# DOCUMENT EXTRACT
^^^^

With a data trust in place, we have a legal mechanism to ensure that the objectives set out by a data commons are guaranteed over time. Data held by such a commons cannot be sold off to the highest bidder if that violates the purpose and the interest of the beneficiaries. Data trusts, therefore, should be seen as a legal relationship that allows for the protection of a data commons, rather than as a governance model that is distinct from a data commons. They may not always be needed or relevant, but they are a useful instrument to have in our back-pocket!

When are data trusts appropriate?

Data trusts can be a great way to safeguard the privacy of one or many, but that does not mean they are always the right tool. In order for data trusts to be relevant we need to have a ‘thing’ (an asset or a right) that we can hand over to a board of trustees. When it comes to data that ‘thing’ is usually a right we have over the data.

Various data protection laws around the world grant individuals rights over their data, such as the right to decide what data is shared and for which purpose. In addition, some data may be subject to intellectual property rights. As explained by Sylvie Delacroix and Neil Lawrence, those rights make data trusts possible: when we have rights over data we can hand over those rights to data trustees, to be held in a data trust.

However, in many other cases, data does not have any rights attached to it. This is true, for instance, for a lot of the agricultural data described above. What do we do in those cases?

^^^^

# PROBLEMS AND TASKS
1. Quote every sentence in the data trusts excerpt that contains the word "rights."
2. Reproduce the part of the data trusts excerpt starting at "With a data" and ending at "in our back-pocket!".
3. Answer these questions from the data trusts excerpt:
(a) What two kinds of "thing" can be handed over to a board of trustees?
(b) Who explained that rights over data make data trusts possible?
(c) What kind of data is given as an example of data without any rights attached?

Dataset entries
^^^^

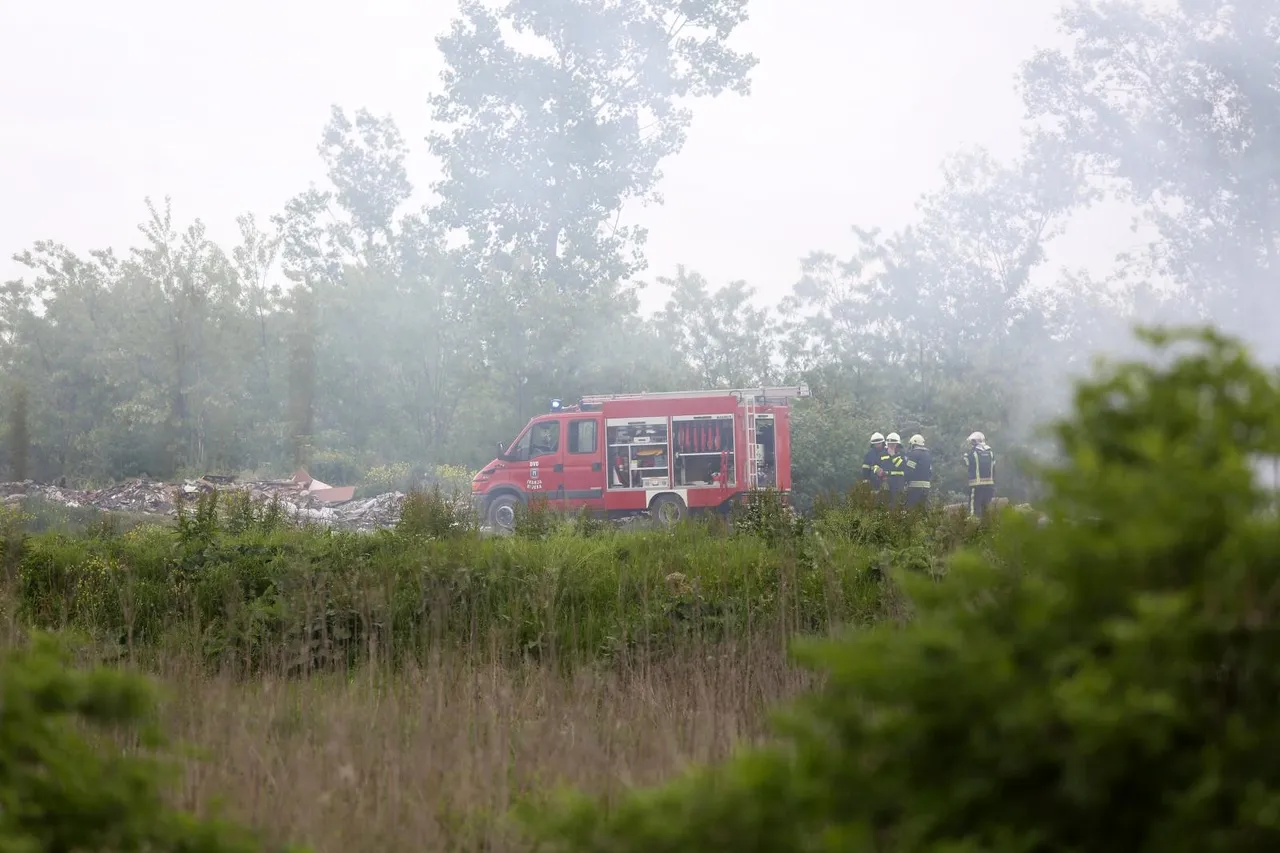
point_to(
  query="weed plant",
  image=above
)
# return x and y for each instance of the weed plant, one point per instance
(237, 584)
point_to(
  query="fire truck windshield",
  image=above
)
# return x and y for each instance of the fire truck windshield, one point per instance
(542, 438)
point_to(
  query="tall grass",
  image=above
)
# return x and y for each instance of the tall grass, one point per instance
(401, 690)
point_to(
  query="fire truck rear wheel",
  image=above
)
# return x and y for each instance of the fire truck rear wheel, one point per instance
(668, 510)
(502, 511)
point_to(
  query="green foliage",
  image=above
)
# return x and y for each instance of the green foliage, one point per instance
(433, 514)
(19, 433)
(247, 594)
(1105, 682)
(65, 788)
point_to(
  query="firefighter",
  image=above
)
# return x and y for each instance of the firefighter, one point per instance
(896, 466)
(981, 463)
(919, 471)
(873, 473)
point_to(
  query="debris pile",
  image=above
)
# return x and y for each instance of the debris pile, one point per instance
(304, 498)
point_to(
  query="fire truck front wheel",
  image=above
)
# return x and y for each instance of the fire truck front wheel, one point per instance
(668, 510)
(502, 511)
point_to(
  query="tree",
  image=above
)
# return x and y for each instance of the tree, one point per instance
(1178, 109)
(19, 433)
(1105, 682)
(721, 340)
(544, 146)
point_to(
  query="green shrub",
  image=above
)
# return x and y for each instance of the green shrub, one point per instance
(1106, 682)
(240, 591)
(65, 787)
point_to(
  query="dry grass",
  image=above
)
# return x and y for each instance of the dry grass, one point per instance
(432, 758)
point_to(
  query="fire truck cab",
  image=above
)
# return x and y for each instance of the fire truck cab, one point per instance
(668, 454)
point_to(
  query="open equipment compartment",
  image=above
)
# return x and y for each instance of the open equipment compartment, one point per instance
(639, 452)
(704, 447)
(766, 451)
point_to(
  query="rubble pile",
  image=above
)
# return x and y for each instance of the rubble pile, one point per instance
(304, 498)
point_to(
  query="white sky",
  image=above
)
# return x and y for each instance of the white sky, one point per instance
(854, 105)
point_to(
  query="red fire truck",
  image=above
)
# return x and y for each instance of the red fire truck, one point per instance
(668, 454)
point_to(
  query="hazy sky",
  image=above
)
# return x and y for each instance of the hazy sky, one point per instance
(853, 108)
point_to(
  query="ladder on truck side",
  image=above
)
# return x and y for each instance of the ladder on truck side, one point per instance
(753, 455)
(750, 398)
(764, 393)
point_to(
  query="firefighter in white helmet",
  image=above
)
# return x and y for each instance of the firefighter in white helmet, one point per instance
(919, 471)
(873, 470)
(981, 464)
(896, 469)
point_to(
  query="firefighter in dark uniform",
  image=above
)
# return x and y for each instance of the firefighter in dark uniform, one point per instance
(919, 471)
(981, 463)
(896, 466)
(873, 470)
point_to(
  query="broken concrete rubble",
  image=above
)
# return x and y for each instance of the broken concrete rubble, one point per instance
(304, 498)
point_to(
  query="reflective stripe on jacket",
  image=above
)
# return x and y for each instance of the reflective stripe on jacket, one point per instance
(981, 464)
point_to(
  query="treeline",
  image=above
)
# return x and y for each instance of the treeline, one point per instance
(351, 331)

^^^^

# RESULTS FOR EACH TASK
1.
- Various data protection laws around the world grant individuals rights over their data, such as the right to decide what data is shared and for which purpose.
- In addition, some data may be subject to intellectual property rights.
- As explained by Sylvie Delacroix and Neil Lawrence, those rights make data trusts possible: when we have rights over data we can hand over those rights to data trustees, to be held in a data trust.
- However, in many other cases, data does not have any rights attached to it.

2.
With a data trust in place, we have a legal mechanism to ensure that the objectives set out by a data commons are guaranteed over time. Data held by such a commons cannot be sold off to the highest bidder if that violates the purpose and the interest of the beneficiaries. Data trusts, therefore, should be seen as a legal relationship that allows for the protection of a data commons, rather than as a governance model that is distinct from a data commons. They may not always be needed or relevant, but they are a useful instrument to have in our back-pocket!

3.
(a) An asset or a right.
(b) Sylvie Delacroix and Neil Lawrence.
(c) Agricultural data.